Document section:
-- Opening Marker --
Smoking ban at New Jersey beaches and parks takes effect this month

A beach in New Jersey.
Thom Carroll/PhillyVoice

Over the summer, Governor Phil Murphy signed a bill banning smoking at New Jersey's public beaches and parks. The law is set to take effect on January 16.

While this may sound like a promising effort for public health, the law leaves room for towns to permit smoking in designated areas of their beaches and parks. 

It's also rather ambiguous as to who will enforce the ban — Murphy said it shouldn’t be lifeguards, but he left it up to towns to decide. "A lifeguard is there to save lives, first and foremost, for people in the water," Murphy told the Associated Press. "I don't want to add an extra burden to the lifeguard and take him or her away from their primary mission."

Senate President Steve Sweeney, who sponsored the bill, said lifeguards or local police could be called on to enforce the ban, CBS reported.


RELATED READ: U.S. Surgeon General issued an advisory on e-cigarette use, regulation and policies


The ban will extend to vaping, but allows towns to set up smoking areas on 15 percent of any given beach or park. Smokers will also be free to enjoy a smoke in parking lots.
-- Closing Marker --
Record excerpts:
-- Opening Marker --
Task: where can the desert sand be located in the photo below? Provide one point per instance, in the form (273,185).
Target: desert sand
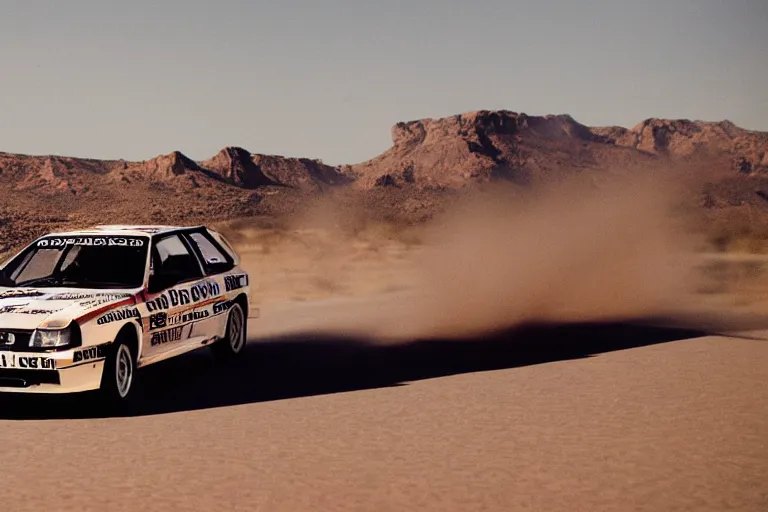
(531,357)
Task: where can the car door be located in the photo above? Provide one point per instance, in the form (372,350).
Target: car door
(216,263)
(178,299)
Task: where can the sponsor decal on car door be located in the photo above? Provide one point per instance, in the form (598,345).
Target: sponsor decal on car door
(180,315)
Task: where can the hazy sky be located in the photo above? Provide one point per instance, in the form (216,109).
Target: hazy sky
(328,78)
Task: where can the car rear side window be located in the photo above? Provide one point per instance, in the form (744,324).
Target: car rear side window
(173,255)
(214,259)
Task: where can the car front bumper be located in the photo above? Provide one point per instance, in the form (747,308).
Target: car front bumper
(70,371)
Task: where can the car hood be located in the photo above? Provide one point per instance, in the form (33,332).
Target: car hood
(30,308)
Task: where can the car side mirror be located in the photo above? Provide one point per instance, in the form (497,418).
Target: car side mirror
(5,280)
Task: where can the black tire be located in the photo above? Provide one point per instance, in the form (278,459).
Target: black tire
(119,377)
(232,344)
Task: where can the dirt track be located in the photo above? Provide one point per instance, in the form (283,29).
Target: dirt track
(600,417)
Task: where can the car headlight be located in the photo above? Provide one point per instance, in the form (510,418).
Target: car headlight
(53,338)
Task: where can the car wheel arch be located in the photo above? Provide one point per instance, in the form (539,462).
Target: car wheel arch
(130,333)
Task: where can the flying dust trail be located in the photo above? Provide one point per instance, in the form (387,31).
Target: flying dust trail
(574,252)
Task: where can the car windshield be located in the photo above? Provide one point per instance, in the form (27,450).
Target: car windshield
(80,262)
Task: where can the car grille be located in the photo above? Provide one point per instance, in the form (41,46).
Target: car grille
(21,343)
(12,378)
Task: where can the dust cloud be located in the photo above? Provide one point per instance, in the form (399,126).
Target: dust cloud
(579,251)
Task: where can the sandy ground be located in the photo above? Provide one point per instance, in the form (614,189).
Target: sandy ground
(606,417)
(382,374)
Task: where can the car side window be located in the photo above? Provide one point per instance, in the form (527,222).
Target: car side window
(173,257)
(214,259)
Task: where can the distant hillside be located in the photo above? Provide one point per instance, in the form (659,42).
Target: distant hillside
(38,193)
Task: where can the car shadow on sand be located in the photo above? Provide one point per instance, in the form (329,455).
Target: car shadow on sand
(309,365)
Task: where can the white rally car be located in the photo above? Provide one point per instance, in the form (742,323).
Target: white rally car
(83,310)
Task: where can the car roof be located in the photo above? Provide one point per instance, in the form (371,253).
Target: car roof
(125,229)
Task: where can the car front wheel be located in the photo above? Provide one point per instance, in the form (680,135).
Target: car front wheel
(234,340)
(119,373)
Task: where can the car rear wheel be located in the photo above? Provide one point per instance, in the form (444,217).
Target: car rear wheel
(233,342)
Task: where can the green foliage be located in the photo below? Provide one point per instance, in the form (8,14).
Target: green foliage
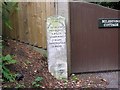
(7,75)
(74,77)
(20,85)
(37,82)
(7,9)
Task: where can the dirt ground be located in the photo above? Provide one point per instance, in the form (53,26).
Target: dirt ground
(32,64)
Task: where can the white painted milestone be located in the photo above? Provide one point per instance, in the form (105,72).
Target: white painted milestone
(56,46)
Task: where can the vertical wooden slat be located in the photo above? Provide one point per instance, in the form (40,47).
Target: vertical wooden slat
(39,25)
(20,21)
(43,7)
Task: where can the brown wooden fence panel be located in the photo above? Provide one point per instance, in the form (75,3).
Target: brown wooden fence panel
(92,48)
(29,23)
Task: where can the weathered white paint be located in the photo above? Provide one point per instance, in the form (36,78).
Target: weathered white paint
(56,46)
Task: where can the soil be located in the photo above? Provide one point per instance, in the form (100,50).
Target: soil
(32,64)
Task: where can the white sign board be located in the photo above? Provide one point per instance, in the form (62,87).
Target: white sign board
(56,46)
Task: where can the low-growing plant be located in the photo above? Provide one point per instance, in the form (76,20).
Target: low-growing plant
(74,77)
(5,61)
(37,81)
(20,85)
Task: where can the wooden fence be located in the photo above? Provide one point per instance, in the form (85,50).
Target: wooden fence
-- Closing Marker --
Exercise aim: In the article on New Jersey's beach and park smoking ban, how much of a beach or park may towns set aside for smoking?

Task response: 15 percent